# [Task objective]
Please collect every line of the data below that contains the string "sketch".

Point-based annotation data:
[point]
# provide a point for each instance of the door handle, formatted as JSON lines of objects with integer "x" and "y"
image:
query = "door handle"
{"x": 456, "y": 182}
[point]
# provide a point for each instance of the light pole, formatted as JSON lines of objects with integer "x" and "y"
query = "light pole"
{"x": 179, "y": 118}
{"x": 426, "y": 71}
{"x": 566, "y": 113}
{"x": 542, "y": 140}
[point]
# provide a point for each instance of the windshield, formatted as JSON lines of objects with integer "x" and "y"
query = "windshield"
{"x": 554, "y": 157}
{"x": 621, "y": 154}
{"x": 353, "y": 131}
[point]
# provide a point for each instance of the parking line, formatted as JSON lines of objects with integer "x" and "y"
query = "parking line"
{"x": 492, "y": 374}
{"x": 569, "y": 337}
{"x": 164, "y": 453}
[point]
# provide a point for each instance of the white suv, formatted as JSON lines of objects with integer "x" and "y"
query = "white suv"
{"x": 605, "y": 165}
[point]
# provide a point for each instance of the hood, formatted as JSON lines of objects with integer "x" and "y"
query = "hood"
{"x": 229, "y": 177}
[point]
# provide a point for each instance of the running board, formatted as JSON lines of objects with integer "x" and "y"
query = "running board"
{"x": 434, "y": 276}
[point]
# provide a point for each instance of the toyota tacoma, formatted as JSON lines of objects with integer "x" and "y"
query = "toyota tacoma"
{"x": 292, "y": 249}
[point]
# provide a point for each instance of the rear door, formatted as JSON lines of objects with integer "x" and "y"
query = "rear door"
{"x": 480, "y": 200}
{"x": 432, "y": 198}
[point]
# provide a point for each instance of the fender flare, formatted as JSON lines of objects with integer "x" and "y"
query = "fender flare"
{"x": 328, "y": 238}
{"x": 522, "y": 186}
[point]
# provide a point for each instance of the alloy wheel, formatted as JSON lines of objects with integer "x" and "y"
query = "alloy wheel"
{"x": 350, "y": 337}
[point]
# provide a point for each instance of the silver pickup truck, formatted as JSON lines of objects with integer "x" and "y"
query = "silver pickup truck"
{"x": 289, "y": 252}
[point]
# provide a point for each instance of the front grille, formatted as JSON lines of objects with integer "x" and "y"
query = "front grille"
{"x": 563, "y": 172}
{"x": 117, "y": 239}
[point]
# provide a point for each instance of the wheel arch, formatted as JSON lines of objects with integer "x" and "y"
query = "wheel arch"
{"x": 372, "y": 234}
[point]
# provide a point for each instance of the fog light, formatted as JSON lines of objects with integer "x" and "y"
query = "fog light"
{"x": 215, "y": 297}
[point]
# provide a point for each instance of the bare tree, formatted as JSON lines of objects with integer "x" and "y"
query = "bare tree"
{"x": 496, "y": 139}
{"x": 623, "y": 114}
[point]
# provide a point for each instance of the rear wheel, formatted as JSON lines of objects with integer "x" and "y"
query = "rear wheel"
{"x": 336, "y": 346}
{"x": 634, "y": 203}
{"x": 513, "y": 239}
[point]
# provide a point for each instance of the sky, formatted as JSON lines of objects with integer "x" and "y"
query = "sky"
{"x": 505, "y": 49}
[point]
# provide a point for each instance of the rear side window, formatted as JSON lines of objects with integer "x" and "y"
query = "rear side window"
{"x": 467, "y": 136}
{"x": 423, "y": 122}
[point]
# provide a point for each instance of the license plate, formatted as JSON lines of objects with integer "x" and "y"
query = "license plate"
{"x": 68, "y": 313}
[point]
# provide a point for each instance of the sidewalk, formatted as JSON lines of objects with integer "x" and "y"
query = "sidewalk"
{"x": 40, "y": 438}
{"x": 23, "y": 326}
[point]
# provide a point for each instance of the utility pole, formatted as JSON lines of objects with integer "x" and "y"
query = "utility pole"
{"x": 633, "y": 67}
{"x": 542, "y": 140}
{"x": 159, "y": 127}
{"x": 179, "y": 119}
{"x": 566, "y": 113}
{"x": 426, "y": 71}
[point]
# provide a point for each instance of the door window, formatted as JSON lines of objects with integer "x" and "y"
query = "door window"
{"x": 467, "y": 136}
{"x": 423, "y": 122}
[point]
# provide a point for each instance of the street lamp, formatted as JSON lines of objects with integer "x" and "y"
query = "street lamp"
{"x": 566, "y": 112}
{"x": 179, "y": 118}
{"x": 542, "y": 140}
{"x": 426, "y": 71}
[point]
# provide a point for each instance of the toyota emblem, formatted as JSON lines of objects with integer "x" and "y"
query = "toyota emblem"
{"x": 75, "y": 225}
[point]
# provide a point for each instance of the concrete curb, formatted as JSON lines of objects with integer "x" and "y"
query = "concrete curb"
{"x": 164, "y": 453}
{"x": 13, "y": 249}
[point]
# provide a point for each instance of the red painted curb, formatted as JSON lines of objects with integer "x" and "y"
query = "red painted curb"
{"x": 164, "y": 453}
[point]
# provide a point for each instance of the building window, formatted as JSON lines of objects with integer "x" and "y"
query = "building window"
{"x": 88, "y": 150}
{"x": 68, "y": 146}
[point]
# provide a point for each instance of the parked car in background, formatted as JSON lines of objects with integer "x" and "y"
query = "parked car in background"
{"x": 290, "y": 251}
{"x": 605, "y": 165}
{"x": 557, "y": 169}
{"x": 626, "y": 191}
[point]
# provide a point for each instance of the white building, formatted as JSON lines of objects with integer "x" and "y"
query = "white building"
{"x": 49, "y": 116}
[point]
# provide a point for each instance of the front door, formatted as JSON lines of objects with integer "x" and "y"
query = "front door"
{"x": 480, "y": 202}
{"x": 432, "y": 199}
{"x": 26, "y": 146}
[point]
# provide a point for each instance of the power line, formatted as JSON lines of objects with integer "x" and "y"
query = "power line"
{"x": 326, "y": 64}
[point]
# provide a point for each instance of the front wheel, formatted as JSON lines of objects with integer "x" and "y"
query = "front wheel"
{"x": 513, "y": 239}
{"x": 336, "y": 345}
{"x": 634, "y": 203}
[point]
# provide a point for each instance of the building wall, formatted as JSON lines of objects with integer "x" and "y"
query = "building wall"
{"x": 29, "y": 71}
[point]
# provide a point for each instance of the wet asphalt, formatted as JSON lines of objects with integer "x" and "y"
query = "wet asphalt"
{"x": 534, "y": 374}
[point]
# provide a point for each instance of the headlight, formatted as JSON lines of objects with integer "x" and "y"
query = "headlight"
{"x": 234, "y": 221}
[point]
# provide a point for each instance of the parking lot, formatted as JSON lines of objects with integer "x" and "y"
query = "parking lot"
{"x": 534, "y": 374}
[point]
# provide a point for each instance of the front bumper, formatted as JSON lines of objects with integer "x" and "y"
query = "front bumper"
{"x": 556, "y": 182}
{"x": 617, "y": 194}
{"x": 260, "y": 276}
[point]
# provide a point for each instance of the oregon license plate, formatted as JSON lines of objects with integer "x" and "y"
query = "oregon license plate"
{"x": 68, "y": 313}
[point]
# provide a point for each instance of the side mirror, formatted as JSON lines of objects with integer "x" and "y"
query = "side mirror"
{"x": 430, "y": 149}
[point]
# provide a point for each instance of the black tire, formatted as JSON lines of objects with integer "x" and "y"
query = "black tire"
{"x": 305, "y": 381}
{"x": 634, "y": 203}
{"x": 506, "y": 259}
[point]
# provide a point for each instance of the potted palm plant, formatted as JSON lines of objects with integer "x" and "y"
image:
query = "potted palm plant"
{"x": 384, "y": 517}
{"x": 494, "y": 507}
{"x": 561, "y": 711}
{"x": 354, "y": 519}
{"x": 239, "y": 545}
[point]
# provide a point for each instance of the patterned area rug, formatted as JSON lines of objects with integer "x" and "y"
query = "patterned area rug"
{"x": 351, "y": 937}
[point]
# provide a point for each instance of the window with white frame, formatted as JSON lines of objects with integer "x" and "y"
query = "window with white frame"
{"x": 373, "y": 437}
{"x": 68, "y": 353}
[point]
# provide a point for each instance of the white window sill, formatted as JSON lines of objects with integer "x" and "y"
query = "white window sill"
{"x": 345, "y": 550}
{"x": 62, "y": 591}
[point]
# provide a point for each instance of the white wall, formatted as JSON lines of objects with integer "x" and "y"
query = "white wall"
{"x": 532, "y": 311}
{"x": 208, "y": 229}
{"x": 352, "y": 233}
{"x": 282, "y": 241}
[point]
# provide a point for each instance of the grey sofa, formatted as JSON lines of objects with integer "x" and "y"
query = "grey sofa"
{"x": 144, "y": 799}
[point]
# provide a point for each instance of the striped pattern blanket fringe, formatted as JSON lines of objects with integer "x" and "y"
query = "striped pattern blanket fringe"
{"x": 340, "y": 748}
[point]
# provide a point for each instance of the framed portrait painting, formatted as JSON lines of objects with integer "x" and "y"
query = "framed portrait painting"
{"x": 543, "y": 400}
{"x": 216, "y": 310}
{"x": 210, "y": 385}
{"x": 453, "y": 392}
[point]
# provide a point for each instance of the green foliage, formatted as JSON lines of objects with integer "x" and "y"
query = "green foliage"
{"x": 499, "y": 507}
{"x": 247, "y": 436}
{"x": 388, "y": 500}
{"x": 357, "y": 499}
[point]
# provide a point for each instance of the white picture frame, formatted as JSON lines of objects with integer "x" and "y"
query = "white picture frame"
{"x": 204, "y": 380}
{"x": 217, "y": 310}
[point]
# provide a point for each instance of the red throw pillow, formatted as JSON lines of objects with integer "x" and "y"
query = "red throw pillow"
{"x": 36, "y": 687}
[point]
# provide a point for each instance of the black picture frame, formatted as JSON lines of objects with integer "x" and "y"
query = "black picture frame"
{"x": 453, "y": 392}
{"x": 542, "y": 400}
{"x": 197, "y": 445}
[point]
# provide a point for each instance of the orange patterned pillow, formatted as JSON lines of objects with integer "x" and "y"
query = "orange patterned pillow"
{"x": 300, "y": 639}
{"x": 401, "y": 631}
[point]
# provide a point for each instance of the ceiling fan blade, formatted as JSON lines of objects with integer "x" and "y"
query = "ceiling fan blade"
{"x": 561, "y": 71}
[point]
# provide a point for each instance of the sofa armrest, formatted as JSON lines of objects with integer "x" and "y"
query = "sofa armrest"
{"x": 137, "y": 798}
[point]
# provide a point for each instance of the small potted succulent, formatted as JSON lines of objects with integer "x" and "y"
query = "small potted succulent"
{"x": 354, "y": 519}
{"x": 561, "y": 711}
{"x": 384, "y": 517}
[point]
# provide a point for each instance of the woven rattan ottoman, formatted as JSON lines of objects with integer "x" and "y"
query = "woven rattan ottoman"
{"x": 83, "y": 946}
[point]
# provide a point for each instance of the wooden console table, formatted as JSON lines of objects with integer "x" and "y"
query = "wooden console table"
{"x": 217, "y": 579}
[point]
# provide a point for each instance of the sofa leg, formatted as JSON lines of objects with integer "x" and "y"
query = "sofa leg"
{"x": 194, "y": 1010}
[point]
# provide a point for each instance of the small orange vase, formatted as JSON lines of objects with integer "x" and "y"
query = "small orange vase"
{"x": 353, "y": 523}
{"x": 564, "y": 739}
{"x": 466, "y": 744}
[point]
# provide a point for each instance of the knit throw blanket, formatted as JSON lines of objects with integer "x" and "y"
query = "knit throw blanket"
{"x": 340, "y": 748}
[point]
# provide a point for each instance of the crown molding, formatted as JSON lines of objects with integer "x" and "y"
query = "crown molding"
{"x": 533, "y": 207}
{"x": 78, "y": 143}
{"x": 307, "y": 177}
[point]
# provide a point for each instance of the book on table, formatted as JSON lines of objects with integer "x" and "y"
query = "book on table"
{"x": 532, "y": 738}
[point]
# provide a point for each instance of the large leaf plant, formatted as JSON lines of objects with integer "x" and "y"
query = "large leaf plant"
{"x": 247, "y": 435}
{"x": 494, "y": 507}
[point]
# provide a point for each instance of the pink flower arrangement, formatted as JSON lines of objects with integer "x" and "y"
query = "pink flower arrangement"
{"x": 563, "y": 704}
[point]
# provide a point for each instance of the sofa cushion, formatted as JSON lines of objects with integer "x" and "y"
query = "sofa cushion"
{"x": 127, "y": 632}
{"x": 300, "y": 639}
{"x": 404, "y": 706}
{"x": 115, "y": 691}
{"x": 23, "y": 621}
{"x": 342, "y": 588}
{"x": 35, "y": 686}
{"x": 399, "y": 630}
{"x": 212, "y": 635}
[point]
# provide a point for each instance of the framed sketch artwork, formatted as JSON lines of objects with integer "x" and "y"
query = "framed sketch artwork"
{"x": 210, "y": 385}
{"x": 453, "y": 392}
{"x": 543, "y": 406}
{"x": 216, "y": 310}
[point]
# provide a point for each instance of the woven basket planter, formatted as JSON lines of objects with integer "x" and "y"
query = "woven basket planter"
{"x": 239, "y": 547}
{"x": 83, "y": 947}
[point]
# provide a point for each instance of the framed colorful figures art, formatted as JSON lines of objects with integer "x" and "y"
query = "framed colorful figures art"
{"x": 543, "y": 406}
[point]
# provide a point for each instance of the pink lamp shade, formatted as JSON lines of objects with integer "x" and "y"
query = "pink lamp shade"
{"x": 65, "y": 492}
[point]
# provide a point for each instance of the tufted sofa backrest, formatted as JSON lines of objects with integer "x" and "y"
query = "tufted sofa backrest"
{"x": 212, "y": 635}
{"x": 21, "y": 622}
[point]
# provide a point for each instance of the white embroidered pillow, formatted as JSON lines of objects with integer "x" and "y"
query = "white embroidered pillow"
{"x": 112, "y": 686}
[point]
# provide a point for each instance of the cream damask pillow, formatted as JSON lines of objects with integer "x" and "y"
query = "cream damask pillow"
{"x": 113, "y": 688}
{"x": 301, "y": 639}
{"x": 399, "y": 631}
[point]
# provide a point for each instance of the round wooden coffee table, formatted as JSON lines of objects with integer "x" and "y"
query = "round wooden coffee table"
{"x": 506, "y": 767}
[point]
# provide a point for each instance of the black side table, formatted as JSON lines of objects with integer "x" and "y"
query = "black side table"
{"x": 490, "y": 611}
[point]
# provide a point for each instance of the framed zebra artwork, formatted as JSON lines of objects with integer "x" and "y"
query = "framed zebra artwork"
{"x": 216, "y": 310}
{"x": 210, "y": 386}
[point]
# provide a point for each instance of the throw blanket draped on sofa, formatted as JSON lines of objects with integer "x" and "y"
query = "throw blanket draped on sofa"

# [Solution to this task]
# provide a point for each instance of the framed sketch artwork, formatted as JSON lines of objects with integer "x" and "y"
query = "framed sketch artwork"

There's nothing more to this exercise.